* _Dataset entries_:
────

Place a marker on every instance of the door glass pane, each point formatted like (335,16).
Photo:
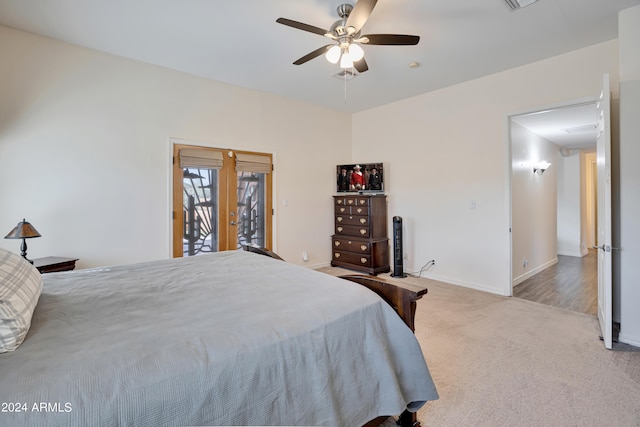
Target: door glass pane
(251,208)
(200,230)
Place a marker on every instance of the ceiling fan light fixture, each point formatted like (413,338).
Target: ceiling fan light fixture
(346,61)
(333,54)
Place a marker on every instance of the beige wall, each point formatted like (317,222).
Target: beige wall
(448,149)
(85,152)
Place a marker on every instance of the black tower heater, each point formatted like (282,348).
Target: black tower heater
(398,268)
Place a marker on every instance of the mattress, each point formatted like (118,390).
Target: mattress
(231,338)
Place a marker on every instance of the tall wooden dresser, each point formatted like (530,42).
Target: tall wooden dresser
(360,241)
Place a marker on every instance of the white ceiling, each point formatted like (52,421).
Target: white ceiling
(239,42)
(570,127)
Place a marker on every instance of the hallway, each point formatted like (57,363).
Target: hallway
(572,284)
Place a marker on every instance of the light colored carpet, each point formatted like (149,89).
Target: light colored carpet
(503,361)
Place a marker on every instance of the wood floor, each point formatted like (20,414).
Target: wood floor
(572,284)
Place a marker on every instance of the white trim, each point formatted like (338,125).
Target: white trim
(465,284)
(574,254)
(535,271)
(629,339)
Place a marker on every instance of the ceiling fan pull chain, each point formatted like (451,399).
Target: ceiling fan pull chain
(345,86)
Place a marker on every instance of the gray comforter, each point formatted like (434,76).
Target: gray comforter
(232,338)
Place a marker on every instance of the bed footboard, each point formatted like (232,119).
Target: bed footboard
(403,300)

────

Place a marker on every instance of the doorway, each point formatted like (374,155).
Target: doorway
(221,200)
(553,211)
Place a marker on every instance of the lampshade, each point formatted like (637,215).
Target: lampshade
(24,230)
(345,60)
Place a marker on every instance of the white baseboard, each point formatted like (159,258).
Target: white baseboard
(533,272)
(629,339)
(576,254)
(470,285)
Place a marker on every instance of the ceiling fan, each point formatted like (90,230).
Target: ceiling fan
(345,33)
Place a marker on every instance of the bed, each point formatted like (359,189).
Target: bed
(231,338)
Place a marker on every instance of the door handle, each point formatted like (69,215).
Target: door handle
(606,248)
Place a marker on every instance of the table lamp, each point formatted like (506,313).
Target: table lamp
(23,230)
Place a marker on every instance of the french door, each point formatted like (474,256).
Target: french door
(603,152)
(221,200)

────

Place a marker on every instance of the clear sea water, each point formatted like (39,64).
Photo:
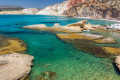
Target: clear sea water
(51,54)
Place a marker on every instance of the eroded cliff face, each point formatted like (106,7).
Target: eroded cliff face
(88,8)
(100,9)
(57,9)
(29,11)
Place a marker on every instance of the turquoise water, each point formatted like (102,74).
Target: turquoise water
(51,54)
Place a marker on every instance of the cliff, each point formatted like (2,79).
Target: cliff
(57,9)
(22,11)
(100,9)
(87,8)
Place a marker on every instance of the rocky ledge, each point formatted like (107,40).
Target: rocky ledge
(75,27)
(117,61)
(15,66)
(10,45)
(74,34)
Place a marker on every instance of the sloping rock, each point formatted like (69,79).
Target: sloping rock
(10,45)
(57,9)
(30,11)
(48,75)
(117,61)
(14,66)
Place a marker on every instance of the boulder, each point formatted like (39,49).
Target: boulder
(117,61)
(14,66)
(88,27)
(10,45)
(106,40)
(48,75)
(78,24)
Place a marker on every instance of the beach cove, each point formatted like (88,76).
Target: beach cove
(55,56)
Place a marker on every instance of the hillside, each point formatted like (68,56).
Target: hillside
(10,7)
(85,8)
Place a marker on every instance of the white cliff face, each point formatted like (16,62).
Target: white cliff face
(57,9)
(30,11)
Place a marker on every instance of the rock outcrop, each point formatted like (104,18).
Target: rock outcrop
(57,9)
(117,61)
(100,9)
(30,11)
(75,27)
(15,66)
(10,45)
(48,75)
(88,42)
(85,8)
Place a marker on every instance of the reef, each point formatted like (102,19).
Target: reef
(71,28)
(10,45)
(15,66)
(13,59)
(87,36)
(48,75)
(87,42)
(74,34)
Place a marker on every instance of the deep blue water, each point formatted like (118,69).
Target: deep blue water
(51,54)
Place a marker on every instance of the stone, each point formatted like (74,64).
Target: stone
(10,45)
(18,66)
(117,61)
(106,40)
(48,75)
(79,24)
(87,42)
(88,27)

────

* _WORK TO COMPLETE_: The entries above hold a line with "Place a marker on every instance of the sloping" and a later line with "Place a marker on every instance of the boulder, each". Write out exactly those lines and all lines between, nothing more.

* _OUTPUT FOR THIS EXERCISE_:
Place a marker on every instance of the sloping rock, each point formatted like (69,79).
Target: sloping rock
(10,45)
(57,9)
(30,11)
(48,75)
(117,61)
(14,66)
Place a marker on every instance of the boulder, each point formatted like (39,49).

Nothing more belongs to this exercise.